╭─ TEXT EXCERPT
Gleick addresses the tension arising from apparent acceleration in everyday life at the end of the twentieth century, our simultaneous unease with it and our demonstrated addiction to it. Along the way, he punctures exaggerated seriousness on both sides and takes a detached view of a phenomenon that produces nothing but hand-wringing.

The book is not systematic, nor is it mean to be. It is a relatively rapid tour of a number of related phenomena, all of which add up to the apparent acceleration of contemporary life. These items include the measurement of time, hard-driving personalities, the use of computers and other accelerating technologies, media changes, and the paradox of efficiency. Faster is terrific to read, and although it is fast, it does not sacrifice depth. Gleick returns to his themes in several variations, and notes sounded at the beginning play in the finale as well.

He begins in the Directorate of Time, an agency of the United States military devoted to the precise measurement of time. The Directorate maintains a large number of atomic clocks, consults with comparable observatories around the world, and a standard international time is promulgated by the Bureau International des Poids et Mesures in Paris. They're measuring in nanosecond precision, an inhuman time scale, but one that matters in today's world. It matters for signals from the Global Positioning Satellite system; it matters for anyone trying to squeeze more bandwidth into mobile phone signals.
╰─
╭─ DATASET ENTRIES
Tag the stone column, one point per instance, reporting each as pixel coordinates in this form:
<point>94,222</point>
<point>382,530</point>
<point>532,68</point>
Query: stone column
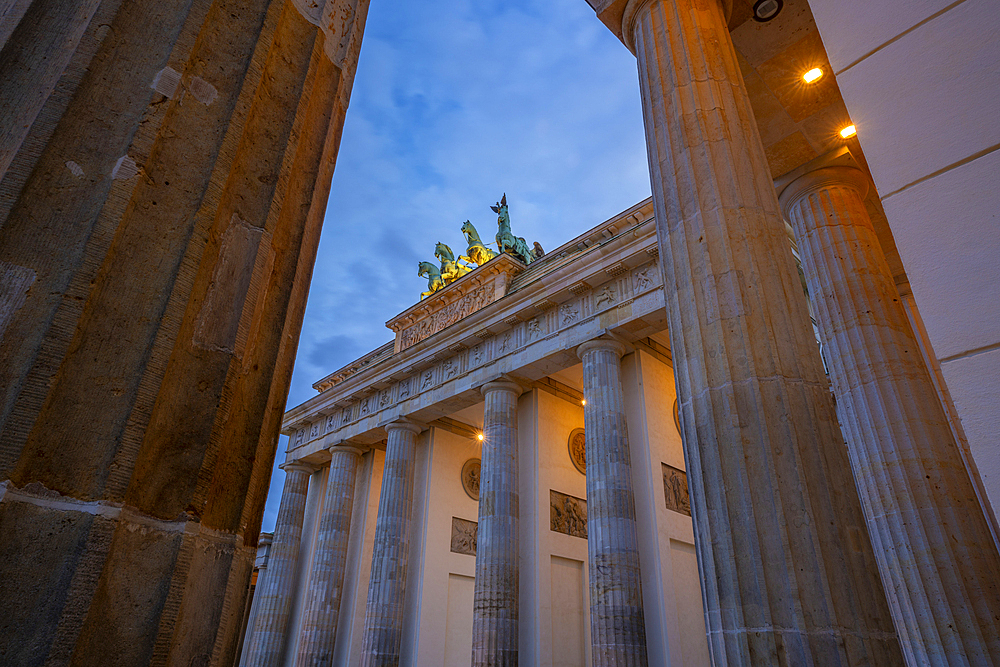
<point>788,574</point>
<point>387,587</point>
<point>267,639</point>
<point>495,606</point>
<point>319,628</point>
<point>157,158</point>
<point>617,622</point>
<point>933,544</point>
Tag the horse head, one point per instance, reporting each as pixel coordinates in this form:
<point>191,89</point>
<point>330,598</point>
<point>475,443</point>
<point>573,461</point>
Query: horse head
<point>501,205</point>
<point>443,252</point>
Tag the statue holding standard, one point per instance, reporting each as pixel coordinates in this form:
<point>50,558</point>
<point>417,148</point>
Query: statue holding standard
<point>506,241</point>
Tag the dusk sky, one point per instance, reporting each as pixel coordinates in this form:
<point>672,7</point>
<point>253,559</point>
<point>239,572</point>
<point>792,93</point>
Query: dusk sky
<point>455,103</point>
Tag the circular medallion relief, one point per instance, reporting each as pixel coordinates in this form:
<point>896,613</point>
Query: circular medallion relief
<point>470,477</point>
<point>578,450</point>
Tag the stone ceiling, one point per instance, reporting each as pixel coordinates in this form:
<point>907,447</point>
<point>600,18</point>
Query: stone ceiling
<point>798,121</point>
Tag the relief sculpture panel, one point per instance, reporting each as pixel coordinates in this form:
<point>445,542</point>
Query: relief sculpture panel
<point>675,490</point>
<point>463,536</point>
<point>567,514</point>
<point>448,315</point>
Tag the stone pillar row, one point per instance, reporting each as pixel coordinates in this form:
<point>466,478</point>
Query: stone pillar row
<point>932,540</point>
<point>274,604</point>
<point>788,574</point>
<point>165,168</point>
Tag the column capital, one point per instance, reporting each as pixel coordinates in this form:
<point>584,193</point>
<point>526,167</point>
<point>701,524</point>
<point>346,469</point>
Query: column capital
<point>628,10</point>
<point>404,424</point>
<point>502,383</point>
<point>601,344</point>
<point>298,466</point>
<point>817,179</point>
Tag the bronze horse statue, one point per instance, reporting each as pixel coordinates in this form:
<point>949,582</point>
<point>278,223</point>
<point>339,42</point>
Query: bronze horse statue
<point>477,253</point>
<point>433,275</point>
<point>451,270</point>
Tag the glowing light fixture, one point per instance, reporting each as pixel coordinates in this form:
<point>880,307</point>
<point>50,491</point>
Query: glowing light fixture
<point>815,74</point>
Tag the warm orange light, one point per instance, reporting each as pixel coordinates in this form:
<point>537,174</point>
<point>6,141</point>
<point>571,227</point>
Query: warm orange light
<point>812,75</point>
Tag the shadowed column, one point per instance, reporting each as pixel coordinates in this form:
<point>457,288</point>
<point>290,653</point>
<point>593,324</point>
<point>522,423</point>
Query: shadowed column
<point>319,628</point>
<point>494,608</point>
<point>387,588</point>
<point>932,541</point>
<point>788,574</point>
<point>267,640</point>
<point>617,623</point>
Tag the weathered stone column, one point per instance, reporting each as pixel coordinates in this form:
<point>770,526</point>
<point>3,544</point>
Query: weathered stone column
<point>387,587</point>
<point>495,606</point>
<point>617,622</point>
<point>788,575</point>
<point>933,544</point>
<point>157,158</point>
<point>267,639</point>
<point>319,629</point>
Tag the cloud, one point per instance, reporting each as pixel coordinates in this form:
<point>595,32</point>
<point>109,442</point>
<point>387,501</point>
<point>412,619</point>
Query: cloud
╰─
• **DIRECTIONS**
Extract from the book review the passage that begins with the words containing "The book is" and ends with "finale as well.", copying it exactly as it appears. The data is separate material and has nothing to do with the book review.

• **TASK RESPONSE**
The book is not systematic, nor is it mean to be. It is a relatively rapid tour of a number of related phenomena, all of which add up to the apparent acceleration of contemporary life. These items include the measurement of time, hard-driving personalities, the use of computers and other accelerating technologies, media changes, and the paradox of efficiency. Faster is terrific to read, and although it is fast, it does not sacrifice depth. Gleick returns to his themes in several variations, and notes sounded at the beginning play in the finale as well.